- [GOAL OF THE EXERCISE]: Reproduce the lines of the material below verbatim, from the line with "Query: yellow flower" to the line with "Give the mask of the yellow", including both of those lines.

# START OF DATA RECORDS

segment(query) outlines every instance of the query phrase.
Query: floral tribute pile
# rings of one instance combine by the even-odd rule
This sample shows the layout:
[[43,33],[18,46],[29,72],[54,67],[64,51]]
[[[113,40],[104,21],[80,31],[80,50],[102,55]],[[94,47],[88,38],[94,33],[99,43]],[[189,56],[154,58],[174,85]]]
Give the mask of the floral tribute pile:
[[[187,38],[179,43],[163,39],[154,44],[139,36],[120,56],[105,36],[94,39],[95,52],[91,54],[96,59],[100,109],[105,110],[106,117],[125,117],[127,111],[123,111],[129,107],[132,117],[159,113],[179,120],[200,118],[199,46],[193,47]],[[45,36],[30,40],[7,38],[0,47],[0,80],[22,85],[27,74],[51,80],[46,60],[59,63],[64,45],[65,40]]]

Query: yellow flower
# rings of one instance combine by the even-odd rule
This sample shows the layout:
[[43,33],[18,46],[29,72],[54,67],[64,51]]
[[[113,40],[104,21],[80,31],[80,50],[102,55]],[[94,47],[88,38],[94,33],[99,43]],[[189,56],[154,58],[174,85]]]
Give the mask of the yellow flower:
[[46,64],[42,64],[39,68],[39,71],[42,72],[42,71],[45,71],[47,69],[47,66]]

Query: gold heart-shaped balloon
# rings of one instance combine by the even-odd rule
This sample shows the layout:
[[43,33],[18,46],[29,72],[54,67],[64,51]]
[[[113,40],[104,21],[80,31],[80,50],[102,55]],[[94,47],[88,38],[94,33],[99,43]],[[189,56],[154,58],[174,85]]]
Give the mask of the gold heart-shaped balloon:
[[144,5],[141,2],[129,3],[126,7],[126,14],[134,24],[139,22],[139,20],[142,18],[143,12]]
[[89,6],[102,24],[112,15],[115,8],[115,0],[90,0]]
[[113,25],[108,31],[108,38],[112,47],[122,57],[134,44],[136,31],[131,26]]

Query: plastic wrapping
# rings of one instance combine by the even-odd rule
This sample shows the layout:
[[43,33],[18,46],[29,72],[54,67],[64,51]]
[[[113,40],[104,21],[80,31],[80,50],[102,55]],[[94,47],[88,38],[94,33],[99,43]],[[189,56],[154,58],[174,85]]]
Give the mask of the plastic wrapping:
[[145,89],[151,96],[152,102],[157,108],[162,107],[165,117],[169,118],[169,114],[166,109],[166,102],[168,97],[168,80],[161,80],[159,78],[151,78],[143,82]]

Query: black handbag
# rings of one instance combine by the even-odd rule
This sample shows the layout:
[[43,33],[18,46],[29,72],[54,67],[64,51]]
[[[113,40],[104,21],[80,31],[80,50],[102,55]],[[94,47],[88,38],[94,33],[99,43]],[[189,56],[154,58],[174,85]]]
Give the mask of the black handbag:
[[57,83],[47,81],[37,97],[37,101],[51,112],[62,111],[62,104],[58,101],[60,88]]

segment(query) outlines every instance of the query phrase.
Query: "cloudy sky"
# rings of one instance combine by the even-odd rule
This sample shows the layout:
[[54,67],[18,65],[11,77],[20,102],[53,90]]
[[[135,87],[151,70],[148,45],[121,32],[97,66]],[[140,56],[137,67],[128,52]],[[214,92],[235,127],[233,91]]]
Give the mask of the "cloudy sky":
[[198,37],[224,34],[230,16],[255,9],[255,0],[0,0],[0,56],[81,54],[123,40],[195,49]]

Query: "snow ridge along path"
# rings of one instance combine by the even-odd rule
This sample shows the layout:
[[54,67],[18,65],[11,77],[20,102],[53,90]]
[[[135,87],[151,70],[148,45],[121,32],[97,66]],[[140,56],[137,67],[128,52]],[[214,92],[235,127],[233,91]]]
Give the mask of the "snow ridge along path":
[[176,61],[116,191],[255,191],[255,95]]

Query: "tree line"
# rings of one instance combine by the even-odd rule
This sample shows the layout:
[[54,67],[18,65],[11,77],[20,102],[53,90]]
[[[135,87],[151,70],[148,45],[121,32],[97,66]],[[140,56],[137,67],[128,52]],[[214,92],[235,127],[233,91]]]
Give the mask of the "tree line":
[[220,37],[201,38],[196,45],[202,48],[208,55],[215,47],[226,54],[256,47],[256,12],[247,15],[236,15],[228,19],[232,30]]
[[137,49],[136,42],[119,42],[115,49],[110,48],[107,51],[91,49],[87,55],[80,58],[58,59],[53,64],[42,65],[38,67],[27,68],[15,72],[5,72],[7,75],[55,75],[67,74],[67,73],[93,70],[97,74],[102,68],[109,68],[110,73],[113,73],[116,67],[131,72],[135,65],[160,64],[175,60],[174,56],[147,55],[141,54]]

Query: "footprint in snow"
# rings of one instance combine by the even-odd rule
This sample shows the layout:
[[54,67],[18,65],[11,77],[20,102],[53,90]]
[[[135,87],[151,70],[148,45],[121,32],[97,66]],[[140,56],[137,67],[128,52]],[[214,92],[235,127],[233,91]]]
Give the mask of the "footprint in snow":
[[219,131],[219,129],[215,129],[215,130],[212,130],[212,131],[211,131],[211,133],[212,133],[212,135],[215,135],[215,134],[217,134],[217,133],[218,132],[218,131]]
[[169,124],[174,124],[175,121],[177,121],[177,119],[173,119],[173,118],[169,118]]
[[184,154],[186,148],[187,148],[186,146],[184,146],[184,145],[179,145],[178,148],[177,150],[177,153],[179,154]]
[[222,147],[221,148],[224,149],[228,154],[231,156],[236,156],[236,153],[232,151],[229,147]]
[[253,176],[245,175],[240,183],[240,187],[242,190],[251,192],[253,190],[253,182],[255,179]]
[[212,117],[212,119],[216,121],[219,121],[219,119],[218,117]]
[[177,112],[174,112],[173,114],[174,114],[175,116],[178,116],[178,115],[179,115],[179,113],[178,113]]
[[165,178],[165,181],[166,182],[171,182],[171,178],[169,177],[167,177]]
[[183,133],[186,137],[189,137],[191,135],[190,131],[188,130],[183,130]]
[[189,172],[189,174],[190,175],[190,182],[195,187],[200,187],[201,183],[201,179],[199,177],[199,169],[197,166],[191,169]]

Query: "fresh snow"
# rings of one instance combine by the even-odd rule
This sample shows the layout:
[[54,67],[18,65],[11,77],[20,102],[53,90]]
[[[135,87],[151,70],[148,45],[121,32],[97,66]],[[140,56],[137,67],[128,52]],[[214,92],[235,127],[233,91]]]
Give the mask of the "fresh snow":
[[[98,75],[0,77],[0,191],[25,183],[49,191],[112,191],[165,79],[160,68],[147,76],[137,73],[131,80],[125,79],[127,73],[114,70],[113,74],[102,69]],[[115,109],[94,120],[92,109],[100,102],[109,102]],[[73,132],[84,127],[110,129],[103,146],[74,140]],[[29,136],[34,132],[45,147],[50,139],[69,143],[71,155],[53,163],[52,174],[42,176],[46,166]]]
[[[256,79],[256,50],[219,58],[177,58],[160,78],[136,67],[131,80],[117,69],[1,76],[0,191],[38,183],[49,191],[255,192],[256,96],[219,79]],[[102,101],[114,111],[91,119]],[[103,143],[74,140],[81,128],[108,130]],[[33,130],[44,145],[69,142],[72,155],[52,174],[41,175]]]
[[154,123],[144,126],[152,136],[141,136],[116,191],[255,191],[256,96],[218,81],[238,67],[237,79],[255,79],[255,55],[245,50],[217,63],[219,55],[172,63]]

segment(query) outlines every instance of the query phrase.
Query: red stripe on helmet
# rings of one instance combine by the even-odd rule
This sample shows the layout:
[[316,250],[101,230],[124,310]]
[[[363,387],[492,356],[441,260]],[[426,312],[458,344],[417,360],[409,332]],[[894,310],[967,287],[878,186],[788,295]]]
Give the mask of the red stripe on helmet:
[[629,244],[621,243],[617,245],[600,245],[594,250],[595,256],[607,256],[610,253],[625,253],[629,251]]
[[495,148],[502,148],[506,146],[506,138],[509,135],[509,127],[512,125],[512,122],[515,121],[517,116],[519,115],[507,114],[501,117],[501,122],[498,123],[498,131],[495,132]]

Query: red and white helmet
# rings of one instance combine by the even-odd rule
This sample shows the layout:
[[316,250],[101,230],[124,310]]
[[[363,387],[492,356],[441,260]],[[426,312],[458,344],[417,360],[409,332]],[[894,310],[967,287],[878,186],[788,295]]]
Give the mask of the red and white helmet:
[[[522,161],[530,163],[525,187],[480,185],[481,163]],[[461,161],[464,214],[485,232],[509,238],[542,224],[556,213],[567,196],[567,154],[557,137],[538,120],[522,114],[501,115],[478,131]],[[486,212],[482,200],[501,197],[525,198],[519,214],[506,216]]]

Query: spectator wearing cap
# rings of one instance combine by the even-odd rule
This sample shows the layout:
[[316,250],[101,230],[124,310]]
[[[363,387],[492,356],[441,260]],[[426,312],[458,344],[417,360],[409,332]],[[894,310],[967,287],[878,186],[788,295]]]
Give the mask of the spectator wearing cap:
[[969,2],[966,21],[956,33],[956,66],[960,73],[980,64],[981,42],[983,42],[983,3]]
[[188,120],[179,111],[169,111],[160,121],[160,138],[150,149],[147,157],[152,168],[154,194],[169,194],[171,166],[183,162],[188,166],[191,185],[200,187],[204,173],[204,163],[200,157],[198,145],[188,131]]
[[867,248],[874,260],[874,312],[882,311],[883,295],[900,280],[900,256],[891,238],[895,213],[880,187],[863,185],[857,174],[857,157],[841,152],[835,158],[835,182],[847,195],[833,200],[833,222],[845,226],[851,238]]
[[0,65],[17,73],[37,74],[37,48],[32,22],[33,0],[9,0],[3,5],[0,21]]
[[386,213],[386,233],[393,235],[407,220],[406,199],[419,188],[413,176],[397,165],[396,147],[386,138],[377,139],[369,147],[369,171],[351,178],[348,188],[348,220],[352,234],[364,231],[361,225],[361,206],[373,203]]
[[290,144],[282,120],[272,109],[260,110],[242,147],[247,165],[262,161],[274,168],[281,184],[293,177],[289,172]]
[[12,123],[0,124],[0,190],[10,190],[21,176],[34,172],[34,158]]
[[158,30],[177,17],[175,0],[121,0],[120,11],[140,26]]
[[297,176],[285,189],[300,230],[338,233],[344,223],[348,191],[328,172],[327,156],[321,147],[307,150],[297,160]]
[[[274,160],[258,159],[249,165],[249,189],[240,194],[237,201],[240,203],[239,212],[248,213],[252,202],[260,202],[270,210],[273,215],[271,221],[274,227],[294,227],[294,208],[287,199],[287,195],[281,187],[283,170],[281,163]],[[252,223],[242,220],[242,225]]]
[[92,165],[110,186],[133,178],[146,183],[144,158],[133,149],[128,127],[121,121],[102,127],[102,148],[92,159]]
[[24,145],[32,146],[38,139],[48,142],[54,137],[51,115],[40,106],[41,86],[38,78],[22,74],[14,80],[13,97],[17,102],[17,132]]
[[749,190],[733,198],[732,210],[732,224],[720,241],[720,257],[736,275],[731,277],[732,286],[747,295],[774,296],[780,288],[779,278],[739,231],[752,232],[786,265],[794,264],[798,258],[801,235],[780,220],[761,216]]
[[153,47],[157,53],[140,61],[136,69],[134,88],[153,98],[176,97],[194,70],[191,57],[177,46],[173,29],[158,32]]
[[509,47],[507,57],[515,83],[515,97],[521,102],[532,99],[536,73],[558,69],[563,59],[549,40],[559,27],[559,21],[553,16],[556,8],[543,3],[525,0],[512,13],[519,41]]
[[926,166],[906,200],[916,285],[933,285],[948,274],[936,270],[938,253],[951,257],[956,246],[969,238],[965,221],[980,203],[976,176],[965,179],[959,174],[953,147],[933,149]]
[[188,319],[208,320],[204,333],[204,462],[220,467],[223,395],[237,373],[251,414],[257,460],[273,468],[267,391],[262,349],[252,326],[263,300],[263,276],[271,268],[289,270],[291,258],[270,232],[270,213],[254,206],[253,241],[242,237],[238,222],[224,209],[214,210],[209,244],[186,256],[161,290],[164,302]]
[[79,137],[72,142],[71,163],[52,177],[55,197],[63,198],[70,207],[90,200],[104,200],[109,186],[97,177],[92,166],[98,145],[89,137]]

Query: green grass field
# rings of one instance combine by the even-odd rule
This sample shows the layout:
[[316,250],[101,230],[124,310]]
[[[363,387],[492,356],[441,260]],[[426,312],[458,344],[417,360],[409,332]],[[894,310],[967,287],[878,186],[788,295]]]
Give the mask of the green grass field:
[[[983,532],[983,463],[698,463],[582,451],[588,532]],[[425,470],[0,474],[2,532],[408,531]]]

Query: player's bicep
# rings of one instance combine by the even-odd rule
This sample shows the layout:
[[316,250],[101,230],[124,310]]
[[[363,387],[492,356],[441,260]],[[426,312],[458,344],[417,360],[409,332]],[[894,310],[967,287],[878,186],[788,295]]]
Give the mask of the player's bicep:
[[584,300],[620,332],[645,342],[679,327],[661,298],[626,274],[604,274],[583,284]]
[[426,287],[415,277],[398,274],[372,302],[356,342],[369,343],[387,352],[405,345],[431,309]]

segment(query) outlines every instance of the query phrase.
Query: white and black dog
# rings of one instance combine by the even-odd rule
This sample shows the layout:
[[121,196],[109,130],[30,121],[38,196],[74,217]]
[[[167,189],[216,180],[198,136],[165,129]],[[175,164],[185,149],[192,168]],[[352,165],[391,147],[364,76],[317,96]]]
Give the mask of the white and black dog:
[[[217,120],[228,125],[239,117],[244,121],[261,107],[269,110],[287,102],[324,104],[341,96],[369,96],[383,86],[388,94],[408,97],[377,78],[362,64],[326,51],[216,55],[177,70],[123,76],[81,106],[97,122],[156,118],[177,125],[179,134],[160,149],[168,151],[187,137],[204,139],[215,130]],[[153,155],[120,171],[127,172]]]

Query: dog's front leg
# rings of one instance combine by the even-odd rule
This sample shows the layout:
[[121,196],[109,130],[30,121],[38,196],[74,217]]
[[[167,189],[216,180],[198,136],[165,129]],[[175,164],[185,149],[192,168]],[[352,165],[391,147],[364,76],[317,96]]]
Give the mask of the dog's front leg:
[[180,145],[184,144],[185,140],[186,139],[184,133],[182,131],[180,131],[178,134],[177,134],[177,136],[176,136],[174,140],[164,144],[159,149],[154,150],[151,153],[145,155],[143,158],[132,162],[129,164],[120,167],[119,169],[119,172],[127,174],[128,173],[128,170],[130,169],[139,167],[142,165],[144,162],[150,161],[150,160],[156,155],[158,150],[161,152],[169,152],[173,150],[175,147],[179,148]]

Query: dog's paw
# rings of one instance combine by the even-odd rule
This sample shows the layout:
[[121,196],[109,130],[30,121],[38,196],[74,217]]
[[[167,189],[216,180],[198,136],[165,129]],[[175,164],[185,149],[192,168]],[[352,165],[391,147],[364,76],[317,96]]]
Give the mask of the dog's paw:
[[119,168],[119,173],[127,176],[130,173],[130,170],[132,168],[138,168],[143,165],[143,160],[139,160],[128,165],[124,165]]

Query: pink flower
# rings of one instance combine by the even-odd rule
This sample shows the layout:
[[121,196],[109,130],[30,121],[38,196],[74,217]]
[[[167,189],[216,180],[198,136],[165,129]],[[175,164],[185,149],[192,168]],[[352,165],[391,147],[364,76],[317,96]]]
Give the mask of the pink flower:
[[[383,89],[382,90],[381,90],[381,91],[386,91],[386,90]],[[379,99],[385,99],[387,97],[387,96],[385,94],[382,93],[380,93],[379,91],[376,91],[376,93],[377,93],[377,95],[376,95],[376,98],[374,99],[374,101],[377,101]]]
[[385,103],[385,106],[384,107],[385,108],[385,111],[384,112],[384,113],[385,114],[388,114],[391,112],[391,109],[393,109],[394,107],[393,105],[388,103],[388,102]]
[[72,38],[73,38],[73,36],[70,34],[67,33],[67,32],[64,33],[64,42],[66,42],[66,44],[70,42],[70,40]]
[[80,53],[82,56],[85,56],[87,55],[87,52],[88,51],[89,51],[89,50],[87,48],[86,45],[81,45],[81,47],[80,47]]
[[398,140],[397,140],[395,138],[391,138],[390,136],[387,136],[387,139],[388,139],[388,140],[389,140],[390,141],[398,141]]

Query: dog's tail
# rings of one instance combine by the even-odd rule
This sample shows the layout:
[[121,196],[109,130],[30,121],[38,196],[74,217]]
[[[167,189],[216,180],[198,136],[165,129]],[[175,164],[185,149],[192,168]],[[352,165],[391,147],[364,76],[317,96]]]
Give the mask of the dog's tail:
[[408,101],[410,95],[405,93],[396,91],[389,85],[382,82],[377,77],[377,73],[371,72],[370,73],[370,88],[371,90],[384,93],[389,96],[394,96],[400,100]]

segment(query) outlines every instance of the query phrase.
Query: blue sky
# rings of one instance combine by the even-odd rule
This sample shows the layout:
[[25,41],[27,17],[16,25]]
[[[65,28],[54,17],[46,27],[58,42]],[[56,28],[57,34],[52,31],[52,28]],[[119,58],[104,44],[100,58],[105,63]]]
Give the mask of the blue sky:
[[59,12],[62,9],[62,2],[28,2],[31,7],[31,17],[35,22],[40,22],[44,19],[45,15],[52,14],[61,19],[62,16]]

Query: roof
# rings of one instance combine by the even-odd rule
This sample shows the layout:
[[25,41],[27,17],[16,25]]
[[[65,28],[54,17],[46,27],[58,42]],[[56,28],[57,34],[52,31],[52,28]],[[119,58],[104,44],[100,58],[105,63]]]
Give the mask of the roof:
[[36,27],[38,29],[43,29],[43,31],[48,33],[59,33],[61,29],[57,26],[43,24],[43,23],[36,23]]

# END OF DATA RECORDS

- [RESPONSE BELOW]:
Query: yellow flower
# rings of one instance combine by the even-odd rule
This sample shows the layout:
[[43,33],[18,46],[29,72],[54,67],[64,51]]
[[[113,40],[104,21],[80,31],[80,50],[102,55]],[[94,47],[88,38],[94,33],[99,43]],[[189,56],[154,58],[174,85]]]
Give the mask of the yellow flower:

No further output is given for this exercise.